▶ [Requirement]
Copy the listing below word for word, keeping every line in its original order.

▶ [Records provided]
##########

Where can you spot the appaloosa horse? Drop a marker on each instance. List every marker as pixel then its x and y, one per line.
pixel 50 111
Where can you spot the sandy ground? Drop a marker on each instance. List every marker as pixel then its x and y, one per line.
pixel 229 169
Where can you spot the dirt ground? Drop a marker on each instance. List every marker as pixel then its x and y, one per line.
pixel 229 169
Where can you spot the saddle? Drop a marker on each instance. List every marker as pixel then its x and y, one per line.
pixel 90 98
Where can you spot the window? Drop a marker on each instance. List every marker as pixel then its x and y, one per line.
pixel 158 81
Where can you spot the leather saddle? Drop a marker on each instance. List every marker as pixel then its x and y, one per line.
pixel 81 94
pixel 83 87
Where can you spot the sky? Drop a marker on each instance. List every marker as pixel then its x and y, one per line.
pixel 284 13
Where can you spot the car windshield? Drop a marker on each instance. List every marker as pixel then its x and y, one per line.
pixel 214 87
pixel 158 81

##########

▶ [Response to the exercise]
Where can you spot the appaloosa horse? Drop a marker on each instance. List every marker as pixel then its x and y, one per line.
pixel 50 111
Where can you spot the sandy ground? Drop a marker on each instance. List every marker as pixel then its x and y, one per line.
pixel 229 169
Where can you spot the dirt ground? Drop a marker on each instance. List every marker as pixel then its x and y, one per line.
pixel 229 169
Where can you spot the saddle? Drop a marker on each instance. List every marker as pixel then its x and y, one per line.
pixel 90 98
Where can you spot the window? Drop a marker on each instance. List every marker as pixel then its x and y, one per line.
pixel 158 81
Where can you spot the leather saddle? Drop a marker on each instance. List every marker as pixel then its x and y, one per line.
pixel 81 94
pixel 83 87
Where can you spot the sky? Drop a marker on each instance. List every marker as pixel then its x and y, one per line.
pixel 284 13
Where can you spot the car windshield? Drop a marker on each instance. List every marker as pixel then its x and y, one per line.
pixel 214 87
pixel 158 81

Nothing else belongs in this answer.